TASK REQUIREMENTS:
Reproduce only the lines of the listing from the line containing "# test: point to the red lettering, one" through the line containing "[[272, 278], [103, 338], [125, 330]]", requests included, with every point coordinate in the answers scaled by 0.8 and rounded to whole numbers, halves up. Leave the requests and their format samples unchanged.
★ ★ ★ ★ ★
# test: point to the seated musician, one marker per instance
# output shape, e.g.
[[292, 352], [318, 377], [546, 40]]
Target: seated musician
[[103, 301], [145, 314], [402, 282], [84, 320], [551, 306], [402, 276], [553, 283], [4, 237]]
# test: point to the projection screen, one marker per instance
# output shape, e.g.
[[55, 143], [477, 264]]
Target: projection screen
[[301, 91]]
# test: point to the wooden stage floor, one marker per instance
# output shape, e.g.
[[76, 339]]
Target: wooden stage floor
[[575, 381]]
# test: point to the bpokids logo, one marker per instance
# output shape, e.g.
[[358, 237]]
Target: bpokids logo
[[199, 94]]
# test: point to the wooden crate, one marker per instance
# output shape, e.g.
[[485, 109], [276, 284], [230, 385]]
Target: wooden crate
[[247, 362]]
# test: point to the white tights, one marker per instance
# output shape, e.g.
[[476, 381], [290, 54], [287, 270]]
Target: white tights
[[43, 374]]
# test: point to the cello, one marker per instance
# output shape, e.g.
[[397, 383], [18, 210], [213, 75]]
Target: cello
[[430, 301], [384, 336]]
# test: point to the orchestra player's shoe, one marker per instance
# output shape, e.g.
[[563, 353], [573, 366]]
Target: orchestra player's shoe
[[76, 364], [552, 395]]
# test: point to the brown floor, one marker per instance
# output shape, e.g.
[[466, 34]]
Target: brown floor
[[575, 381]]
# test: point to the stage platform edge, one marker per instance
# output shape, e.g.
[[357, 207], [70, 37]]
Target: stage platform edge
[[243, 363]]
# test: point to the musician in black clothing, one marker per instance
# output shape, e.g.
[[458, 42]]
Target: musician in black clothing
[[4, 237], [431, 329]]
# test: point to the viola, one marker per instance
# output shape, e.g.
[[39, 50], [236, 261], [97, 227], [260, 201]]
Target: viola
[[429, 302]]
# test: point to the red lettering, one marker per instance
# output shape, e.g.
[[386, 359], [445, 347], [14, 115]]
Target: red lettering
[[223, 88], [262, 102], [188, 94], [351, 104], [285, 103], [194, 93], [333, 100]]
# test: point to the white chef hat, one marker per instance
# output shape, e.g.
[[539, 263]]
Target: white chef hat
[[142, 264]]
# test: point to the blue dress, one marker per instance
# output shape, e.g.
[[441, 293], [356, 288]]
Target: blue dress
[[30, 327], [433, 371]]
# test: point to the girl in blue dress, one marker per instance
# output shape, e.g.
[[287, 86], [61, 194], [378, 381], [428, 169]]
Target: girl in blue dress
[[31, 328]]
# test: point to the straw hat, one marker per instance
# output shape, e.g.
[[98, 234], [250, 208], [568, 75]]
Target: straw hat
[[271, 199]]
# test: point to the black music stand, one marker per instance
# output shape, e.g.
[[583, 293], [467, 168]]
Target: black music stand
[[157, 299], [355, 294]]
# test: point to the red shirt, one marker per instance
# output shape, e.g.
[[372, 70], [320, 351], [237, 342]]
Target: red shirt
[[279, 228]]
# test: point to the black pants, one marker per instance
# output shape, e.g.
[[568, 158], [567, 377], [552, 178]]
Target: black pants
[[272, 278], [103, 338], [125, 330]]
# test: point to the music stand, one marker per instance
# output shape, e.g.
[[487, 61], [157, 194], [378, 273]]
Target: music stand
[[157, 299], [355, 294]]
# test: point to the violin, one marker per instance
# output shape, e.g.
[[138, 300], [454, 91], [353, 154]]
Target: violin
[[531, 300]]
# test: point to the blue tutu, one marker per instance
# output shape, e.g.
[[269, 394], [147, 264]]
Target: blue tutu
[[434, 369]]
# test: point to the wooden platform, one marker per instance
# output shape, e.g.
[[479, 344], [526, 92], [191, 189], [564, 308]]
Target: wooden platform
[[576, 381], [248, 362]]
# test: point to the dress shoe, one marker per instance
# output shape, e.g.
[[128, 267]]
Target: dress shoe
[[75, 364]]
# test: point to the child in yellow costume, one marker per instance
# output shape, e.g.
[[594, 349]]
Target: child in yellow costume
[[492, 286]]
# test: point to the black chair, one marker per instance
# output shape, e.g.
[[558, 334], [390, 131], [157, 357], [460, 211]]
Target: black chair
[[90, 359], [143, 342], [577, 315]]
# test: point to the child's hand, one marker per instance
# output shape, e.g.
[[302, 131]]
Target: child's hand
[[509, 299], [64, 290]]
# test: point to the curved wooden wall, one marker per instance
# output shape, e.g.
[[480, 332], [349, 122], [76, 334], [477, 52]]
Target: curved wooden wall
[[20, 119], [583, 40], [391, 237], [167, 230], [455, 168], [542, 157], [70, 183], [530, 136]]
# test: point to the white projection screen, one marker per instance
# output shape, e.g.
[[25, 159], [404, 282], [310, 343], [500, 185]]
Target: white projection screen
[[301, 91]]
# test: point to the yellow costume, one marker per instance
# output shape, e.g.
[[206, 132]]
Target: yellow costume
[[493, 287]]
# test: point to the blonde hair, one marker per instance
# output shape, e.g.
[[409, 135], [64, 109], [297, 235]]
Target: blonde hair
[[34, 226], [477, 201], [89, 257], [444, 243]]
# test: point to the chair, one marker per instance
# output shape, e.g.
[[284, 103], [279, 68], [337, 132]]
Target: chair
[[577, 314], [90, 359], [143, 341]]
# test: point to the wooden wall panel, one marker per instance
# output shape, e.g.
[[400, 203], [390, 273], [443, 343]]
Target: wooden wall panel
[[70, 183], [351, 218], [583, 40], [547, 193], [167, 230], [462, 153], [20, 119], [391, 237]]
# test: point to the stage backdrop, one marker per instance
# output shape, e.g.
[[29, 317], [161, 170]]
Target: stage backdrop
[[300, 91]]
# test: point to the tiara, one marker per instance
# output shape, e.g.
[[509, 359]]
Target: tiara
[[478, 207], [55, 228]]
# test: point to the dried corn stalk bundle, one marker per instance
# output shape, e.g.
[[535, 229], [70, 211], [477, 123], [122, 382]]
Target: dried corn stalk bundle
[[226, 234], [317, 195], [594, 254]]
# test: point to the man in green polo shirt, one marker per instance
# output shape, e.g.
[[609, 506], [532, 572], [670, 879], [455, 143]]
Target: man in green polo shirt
★ ★ ★ ★ ★
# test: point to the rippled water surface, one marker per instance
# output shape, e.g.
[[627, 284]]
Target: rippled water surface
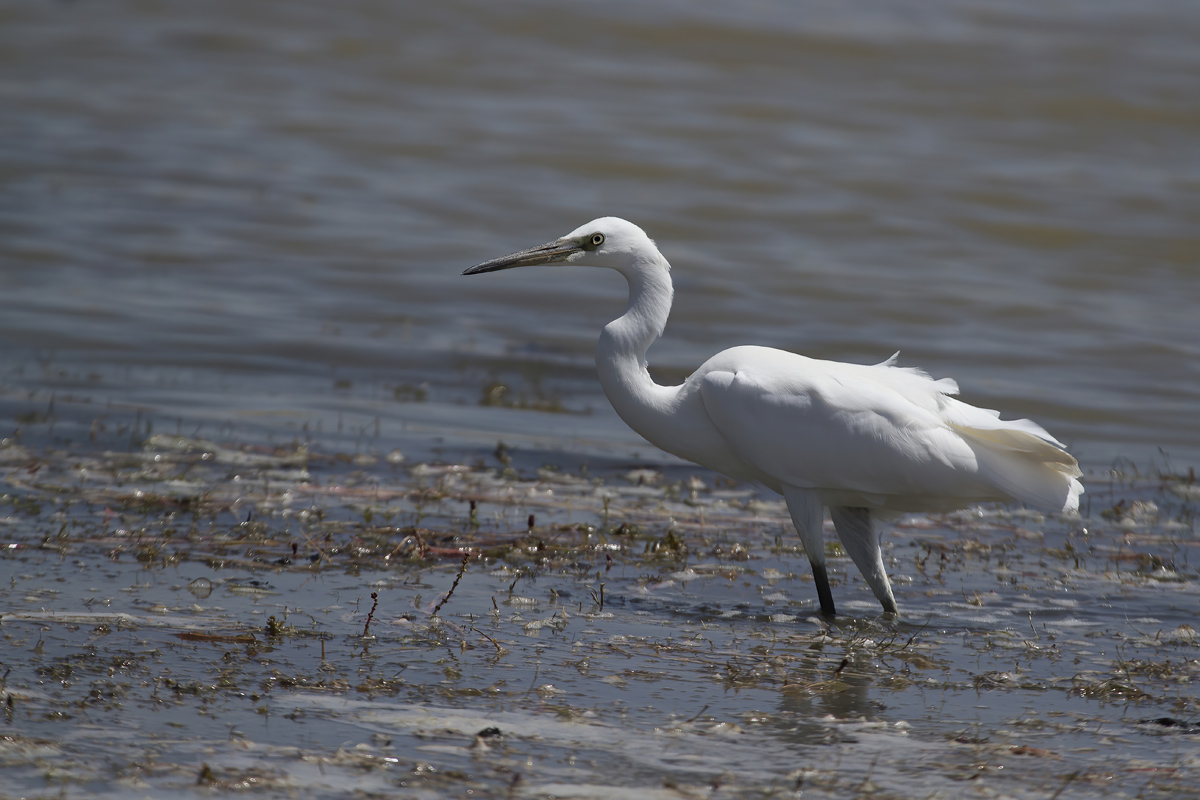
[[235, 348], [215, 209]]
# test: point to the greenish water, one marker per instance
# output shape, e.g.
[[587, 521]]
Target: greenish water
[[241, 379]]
★ ★ ★ ★ ★
EXERCISE SOLUTION:
# test: point to the red lettering, one marker per instance
# output shape, e.g.
[[386, 359], [445, 347], [14, 115]]
Target: red lettering
[[178, 70], [210, 82], [150, 75], [281, 83], [228, 82], [155, 74], [266, 80]]
# test: point to the white chef hat, one marker per instance
# output shape, e.g.
[[539, 263]]
Target: white chef hat
[[114, 211]]
# test: point to the blue dress, one marker per instance
# output shape, e.g.
[[441, 293], [356, 288]]
Target: blue dress
[[24, 262], [346, 297]]
# test: point to the girl in blue dress, one marker per instance
# output shape, e.g.
[[287, 86], [61, 194], [378, 381], [428, 169]]
Target: girl in blue dress
[[25, 262]]
# test: point to the straw hat, one marker per instance
# output shape, e.g.
[[98, 234], [250, 208], [568, 75]]
Target: straw hat
[[217, 159]]
# test: point to the black music stand, one marker per instance
# output shape, e.g.
[[583, 293], [467, 168]]
Target: black music stand
[[126, 239], [284, 235]]
# test: point to the red shirt, one marker per instance
# output shape, e.g.
[[372, 70], [320, 351], [237, 342]]
Target: red shirt
[[223, 182]]
# test: point to the black pants, one marker per instance
# output shape, e.g.
[[568, 158], [567, 377], [552, 178]]
Target: black pants
[[218, 222], [82, 270], [100, 264]]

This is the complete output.